Data excerpted from a collection:
**********

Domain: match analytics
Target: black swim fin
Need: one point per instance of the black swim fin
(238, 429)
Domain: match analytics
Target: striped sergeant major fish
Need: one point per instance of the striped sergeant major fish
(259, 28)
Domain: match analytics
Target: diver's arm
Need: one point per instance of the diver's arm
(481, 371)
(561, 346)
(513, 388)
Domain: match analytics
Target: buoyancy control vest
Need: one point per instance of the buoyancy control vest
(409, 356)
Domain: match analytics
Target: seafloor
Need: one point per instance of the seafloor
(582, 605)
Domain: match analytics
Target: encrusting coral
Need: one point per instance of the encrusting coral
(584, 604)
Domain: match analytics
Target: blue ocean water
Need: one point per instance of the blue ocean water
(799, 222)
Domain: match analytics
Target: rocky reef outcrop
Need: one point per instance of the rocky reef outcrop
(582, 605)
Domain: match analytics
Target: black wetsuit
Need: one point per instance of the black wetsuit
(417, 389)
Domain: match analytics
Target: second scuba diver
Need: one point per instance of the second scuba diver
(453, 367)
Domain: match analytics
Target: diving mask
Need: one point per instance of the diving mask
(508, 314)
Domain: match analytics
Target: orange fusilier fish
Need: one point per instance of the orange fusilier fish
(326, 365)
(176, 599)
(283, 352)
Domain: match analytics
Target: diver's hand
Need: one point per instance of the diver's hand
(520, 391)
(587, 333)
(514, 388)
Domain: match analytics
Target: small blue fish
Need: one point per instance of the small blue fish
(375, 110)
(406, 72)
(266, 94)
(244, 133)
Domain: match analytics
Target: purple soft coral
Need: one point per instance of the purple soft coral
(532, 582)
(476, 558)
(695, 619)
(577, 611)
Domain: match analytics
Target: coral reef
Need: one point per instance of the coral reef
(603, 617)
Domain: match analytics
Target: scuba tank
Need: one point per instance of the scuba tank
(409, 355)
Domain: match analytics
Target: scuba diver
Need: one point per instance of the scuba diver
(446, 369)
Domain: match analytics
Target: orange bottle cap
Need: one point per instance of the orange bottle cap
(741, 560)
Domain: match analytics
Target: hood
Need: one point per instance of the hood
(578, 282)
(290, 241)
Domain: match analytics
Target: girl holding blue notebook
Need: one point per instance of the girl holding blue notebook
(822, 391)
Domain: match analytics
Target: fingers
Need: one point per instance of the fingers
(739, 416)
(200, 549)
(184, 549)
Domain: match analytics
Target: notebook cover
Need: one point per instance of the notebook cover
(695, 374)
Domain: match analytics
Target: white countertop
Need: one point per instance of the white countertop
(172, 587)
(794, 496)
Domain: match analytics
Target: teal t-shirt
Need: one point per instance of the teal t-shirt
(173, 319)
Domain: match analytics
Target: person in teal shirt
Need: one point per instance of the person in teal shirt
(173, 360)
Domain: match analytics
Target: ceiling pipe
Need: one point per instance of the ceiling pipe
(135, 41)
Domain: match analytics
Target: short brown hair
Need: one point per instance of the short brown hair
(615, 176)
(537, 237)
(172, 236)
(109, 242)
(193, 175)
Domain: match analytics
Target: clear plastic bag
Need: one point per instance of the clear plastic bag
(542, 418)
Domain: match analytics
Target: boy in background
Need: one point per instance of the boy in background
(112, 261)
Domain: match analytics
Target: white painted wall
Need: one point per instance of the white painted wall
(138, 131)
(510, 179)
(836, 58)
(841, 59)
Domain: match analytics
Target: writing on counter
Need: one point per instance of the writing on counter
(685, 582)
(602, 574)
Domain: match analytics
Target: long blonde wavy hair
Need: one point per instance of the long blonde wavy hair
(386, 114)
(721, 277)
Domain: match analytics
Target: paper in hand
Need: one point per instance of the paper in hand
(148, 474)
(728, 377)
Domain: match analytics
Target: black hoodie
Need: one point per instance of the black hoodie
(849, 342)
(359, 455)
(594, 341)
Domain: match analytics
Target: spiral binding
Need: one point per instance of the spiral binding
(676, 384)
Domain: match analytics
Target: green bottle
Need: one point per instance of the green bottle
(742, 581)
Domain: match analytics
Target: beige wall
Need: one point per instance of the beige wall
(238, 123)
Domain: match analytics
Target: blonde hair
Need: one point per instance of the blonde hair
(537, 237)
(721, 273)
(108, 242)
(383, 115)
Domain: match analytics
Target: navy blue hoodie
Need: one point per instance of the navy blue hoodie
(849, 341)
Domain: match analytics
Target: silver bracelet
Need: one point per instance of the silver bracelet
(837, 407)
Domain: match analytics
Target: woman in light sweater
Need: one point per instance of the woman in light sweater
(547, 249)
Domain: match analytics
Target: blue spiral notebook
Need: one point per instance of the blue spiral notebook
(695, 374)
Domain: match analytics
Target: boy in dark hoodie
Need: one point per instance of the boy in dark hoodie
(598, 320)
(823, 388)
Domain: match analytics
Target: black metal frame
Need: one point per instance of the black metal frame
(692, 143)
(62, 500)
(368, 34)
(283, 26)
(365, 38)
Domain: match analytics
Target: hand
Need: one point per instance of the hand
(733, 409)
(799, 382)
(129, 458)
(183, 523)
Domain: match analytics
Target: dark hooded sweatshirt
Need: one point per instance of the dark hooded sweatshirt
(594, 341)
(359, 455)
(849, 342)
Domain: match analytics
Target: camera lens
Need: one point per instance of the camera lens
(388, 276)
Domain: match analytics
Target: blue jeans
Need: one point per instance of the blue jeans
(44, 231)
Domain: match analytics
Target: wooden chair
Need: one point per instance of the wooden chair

**********

The problem: Tally the lines of the data that contain the string "dark", treating uppercase and lowercase as distinct. Give only the number.

Exercise solution: 4